- **TASK INPUTS**:
════════════════════

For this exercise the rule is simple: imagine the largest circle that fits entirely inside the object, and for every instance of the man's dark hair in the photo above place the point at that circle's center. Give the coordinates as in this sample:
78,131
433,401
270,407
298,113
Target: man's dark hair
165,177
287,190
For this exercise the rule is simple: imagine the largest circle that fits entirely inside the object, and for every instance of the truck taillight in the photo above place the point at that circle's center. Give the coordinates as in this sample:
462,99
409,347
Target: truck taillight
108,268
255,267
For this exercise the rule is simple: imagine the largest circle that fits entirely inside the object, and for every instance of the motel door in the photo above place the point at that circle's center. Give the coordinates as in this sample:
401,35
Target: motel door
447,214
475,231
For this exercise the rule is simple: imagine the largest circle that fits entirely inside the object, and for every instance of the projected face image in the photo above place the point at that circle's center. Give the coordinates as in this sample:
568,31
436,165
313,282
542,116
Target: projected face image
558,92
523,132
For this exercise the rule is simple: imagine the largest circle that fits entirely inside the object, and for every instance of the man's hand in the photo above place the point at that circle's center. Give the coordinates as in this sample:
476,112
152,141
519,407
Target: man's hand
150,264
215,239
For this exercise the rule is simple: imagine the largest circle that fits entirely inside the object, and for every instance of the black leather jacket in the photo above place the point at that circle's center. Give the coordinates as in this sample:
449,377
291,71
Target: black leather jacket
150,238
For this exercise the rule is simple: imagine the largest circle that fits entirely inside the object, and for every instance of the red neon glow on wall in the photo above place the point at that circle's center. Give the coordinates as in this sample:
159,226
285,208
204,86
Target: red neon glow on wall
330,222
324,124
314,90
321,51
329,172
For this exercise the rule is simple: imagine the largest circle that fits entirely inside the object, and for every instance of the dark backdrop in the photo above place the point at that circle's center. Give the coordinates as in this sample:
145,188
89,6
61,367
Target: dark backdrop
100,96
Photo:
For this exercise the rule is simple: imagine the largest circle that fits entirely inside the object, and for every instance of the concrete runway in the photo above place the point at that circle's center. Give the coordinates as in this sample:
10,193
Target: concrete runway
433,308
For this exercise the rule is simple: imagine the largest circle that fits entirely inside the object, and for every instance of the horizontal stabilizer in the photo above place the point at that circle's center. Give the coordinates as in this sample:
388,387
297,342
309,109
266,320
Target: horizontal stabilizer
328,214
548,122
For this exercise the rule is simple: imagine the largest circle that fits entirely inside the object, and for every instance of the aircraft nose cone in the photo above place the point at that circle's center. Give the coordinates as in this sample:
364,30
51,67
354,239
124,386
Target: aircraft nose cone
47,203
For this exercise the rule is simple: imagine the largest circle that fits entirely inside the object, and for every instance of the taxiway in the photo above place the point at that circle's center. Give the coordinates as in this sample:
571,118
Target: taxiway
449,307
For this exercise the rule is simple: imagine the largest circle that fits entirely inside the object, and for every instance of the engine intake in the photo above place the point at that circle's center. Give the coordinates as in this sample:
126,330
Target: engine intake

════════════════════

- **TASK INSTRUCTIONS**:
Output each record precisely as given.

- **FULL ANSWER**:
For this exercise the rule is simple: imagine the largest circle that fits entirely inside the object, and for every instance of the man's dark hair in the photo above place the point at that circle's center. Give the coordinates as in this sample:
78,131
433,401
270,407
298,113
Target: man's dark hair
165,177
287,190
For this exercise the rule is simple: imagine the largest circle that fits entirely inside the object, and for every instance of the truck taillight in the photo above place the point at that circle's center. Give the coordinates as in this sample:
462,99
409,347
Target: truck taillight
108,268
255,267
For this exercise the rule is simple: imagine the largest circle that fits entirely inside the object, and for every instance of the motel door in the photo above place the point at that circle's center. Give the coordinates as in this sample:
401,35
Target: motel door
447,214
475,231
For this exercise the rule is simple: imagine the largest circle that fits entirely inside the object, and for every instance of the projected face image in the photo above place the point at that circle's center. Give the coordinates as in this sample:
568,31
436,165
313,282
542,116
Target: projected face image
558,92
523,132
For this exercise the rule is simple: imagine the largest circle that fits entirely inside the object, and for every instance of the man's hand in the photo above place the point at that circle's center. Give the coordinates as in this sample:
476,112
152,141
519,407
Target: man's hand
150,264
215,239
For this exercise the rule is simple: imagine the largest circle that fits entirely inside the object, and for every instance of the black leather jacket in the photo above place the point at that circle's center. Give the coordinates as in this sample:
449,377
291,71
Target: black leather jacket
150,238
For this exercise the rule is simple: imagine the largest circle that fits entirely inside the object, and for every instance of the red neon glow on wall in the photo above place the point at that circle's center. Give the coordinates as in this sample:
159,226
285,208
204,86
Target: red neon glow on wall
330,222
324,124
314,90
321,51
329,172
For this exercise the rule is simple: imagine the largest circle that fits entirely inside the object, and for every instance of the dark backdrop in the photo above place the point at that circle's center. Give the coordinates as in this sample:
145,188
89,6
61,367
Target: dark backdrop
100,96
Photo:
For this exercise the rule is simple: imagine the largest circle that fits entirely inside the object, and for every instance of the concrete runway in the photo above place the point at that circle's center. Give the coordinates as in this sample:
10,193
Target: concrete runway
433,308
For this exercise the rule is simple: imagine the largest circle that fits entirely inside the object, and for every instance of the horizontal stabilizer in the photo above place the point at that circle's center. Give the coordinates as in this sample:
388,387
297,342
309,109
266,320
Target: horizontal stabilizer
328,214
548,122
For this exercise the rule is simple: imagine the largest circle that fits entirely inside the object, and for every instance of the aircraft nose cone in the photo above place the point at that circle's center. Give the coordinates as in this sample:
364,30
51,67
354,239
124,386
Target: aircraft nose cone
47,203
For this exercise the rule is simple: imagine the largest circle that fits entirely inside the object, and for every instance of the taxiway in the photo above place the point at that circle's center. Give the coordinates as in this sample:
571,118
Target: taxiway
449,307
For this exercise the rule is simple: imagine the largest circle that fits entirely inside the object, and for every instance of the engine intake in the photo above place the point at that circle's center. Give the coordinates as in this sample:
126,330
Target: engine intake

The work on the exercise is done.